▶ _Text segment_:
Greg informed me that the Perl scripts are there just for reference and he had to make many changes to it for the paper. The scripts he used for the paper are gone because it was stored on scratch space. So I decided to dump the Perl scripts and start from scratch. According to the paper, "CG and CHG DMRs were required to have a minimum of 3 symmetrical CG or CHG sites, at least 2X coverage, and a minimum methylation difference between two genotypes of 60%. CHH sequence context DMRs were required to have a minimum of 6 asymmetrical CHH sites, a minimum of 2X coverage, and one genotype with <5% methylation and the other genotype with >25% methylation." Luckily for me, the tab file output from the zed-align has all of these information. The tab file contains the number of CG, number of Methylated CG, CG ratio, etc. With these information, I can just parse the file line by line to get their methylation. Then, I can compare it with the methylation of another tab file to determine if the region is differentally methylated. After a while, I completed the script. To my surprise, my script uses only 3.2 MB of ram and finish parsing through 2 1.5 GB tab files in about 7 minutes.
One missing component of the zed-align pipeline that is in the paper "Natural Variation of DNA Methylation in Maize" is the comparisons between two genomes to locate the differentially methylated regions. In the paper, they used a series of perl scripts for alignments and comparisons. Despite the different inputs and outputs of the perl scripts, the zed-align pipeline performs similar functions, and I'm trying to implement the comparison functionality. My assignment is to convert the perl scripts into python scripts so that it can be implemented into the zed-align pipeline. My current approach is to convert each of the perl script into python script, so that is is in a language that I am familiar with. Then, tweak the script to accept the inputs from the zed-align pipeline. However, I am getting a lot of errors from the perl scripts and currently investigating the cause of the errors.
Greg informed me that we have a group meet at the end of this week. Since most of the people in the group are not informed on the details of his pipeline, my assignment for the week is to study the pipeline and present the details of his pipeline to the group.

▶ _Task instructions_: Reproduce word for word the stretch of the zed-align post from "Greg informed me that we" through "to the group.". The items after this point are separate material, apart from the zed-align post.

▶ _Extracted items_:
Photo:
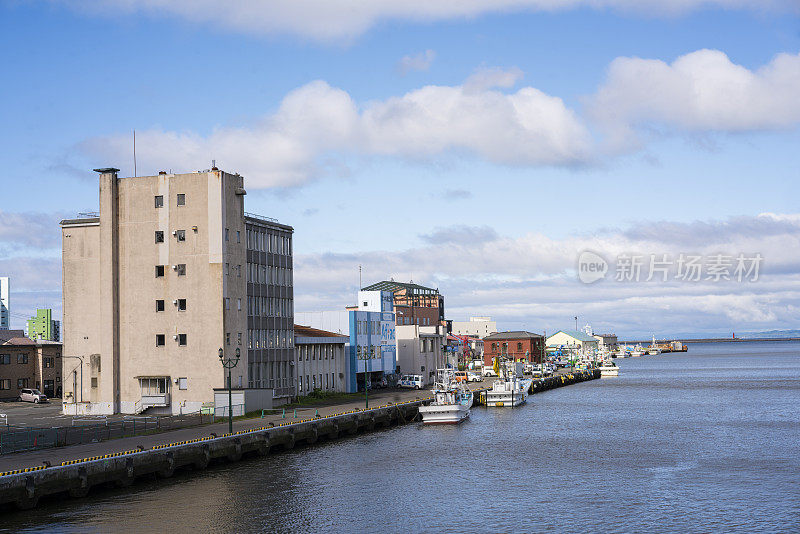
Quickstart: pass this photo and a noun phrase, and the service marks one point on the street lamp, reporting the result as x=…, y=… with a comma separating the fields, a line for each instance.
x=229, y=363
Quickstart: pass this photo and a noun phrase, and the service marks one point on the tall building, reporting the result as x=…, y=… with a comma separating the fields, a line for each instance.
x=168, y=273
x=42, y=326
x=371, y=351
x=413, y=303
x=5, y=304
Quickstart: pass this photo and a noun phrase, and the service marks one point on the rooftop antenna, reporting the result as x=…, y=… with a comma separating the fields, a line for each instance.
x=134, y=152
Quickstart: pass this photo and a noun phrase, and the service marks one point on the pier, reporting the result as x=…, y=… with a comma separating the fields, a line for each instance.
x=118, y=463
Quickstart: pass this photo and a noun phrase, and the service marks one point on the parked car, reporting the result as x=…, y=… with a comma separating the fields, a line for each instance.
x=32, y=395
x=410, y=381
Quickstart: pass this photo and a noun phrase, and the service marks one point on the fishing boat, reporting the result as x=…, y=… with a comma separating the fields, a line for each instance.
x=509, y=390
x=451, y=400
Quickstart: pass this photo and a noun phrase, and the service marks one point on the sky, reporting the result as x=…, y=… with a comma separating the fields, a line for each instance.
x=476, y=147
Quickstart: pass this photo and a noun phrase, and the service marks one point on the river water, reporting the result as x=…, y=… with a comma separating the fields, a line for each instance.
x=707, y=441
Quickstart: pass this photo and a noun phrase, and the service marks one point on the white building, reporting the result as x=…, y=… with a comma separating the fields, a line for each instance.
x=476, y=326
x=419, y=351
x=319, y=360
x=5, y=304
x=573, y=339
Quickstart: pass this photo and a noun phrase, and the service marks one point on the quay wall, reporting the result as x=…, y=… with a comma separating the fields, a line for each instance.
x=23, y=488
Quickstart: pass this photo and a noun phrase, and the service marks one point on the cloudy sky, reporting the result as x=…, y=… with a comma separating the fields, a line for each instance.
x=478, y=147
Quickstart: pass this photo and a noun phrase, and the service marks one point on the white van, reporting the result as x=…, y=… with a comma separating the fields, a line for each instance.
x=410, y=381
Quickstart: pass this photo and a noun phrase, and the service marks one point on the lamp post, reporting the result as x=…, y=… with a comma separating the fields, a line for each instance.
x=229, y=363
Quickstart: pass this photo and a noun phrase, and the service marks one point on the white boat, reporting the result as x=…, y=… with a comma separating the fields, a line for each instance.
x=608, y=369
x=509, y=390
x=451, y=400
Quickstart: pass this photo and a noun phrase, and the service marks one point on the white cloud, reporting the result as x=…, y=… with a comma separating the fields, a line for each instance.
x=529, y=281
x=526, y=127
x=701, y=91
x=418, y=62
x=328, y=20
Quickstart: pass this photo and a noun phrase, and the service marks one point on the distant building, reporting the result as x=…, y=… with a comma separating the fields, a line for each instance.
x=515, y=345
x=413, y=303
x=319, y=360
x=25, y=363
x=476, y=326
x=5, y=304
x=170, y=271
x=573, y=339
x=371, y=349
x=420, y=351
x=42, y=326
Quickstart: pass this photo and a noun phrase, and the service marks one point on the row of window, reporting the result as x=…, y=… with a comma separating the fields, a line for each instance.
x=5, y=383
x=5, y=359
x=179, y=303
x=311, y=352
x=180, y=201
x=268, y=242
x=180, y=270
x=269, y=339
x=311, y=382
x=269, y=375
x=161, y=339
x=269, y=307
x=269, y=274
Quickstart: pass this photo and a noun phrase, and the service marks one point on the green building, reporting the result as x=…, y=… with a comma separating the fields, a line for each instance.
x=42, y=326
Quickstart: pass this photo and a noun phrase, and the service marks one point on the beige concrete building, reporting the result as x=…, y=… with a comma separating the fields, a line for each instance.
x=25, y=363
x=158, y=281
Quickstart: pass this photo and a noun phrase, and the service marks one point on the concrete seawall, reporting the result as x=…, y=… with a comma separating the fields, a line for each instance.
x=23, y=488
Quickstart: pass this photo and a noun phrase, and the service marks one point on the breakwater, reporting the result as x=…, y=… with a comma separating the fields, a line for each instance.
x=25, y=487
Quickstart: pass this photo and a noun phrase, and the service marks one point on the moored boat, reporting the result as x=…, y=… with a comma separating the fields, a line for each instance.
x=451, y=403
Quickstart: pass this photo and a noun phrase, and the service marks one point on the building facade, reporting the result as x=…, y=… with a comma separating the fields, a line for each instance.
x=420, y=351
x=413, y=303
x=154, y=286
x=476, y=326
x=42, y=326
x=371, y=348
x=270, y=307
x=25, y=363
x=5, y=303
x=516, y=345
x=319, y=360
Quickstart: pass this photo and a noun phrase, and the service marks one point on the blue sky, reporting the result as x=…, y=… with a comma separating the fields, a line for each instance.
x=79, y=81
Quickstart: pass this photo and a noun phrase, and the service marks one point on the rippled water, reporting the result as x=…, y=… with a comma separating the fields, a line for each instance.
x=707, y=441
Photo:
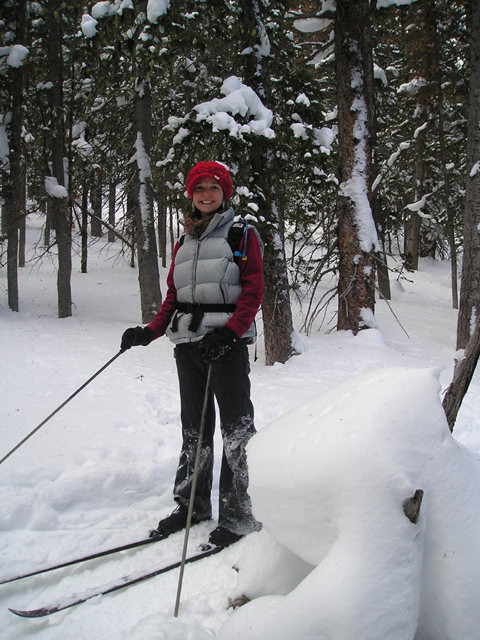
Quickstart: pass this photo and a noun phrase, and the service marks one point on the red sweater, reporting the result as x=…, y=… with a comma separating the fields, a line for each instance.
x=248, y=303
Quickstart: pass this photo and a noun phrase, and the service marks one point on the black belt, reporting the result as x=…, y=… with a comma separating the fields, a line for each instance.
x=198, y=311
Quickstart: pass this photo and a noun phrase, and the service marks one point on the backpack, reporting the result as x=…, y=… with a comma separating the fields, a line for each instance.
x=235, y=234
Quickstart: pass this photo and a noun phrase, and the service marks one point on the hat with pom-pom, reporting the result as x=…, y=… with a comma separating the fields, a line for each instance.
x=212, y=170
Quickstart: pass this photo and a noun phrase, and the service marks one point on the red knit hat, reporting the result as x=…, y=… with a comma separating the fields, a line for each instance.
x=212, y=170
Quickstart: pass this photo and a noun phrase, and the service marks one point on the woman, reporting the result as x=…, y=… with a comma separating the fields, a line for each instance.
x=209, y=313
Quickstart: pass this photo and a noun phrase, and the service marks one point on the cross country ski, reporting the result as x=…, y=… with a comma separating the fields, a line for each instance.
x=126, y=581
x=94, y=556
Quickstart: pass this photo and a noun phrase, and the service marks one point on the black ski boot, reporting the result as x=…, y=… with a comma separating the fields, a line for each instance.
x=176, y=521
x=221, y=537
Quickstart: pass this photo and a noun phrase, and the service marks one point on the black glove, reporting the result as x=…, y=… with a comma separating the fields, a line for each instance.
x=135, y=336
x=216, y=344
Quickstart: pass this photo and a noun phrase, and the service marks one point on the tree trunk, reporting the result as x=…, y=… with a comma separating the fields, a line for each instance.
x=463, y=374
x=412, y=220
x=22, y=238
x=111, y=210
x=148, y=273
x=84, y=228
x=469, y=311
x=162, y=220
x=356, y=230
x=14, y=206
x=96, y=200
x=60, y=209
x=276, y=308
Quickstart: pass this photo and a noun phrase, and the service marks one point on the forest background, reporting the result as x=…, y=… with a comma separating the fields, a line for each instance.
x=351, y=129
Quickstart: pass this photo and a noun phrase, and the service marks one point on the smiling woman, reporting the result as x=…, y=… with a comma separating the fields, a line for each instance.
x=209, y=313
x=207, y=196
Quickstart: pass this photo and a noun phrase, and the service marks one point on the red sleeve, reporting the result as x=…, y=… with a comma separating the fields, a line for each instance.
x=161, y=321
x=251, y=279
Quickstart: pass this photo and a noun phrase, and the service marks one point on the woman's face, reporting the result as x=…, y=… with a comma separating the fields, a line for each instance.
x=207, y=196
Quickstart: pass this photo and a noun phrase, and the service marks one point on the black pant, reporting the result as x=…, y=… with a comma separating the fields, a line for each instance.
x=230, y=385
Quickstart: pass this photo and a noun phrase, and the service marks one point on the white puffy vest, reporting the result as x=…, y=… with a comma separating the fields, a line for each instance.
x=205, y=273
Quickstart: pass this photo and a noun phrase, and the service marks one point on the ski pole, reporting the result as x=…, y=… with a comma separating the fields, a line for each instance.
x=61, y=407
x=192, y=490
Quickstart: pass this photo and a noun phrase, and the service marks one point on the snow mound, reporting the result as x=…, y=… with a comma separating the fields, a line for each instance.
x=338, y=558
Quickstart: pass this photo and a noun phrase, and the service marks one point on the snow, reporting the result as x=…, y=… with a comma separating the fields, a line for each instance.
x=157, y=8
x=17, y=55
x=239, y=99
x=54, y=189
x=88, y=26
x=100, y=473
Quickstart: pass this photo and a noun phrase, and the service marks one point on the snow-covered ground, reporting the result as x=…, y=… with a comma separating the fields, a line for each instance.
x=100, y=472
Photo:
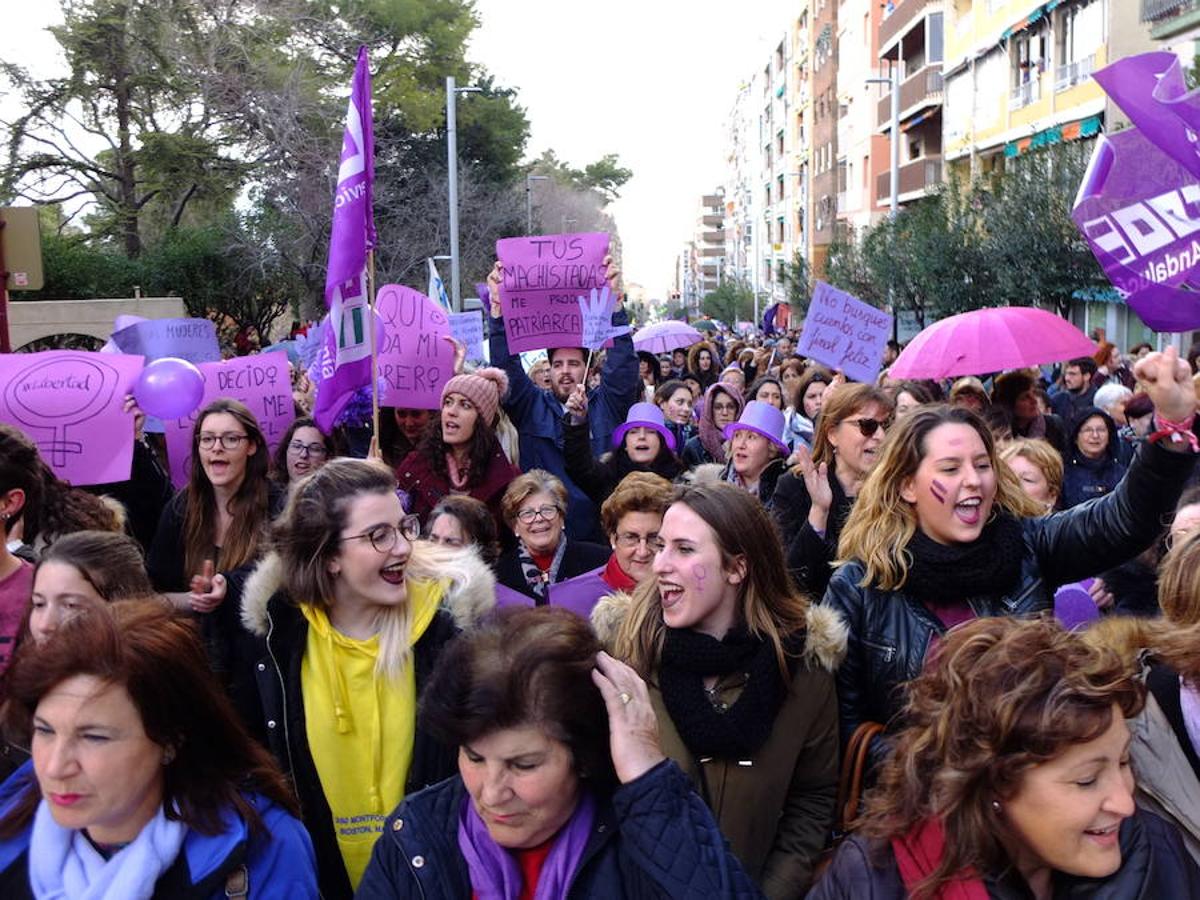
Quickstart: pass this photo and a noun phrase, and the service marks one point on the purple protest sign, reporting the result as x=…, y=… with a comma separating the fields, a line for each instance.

▶ _Result of this task_:
Greg informed me that we have a group meet at the end of this week. Since most of the people in the group are not informed on the details of his pipeline, my assignment for the week is to study the pipeline and present the details of his pipeline to the group.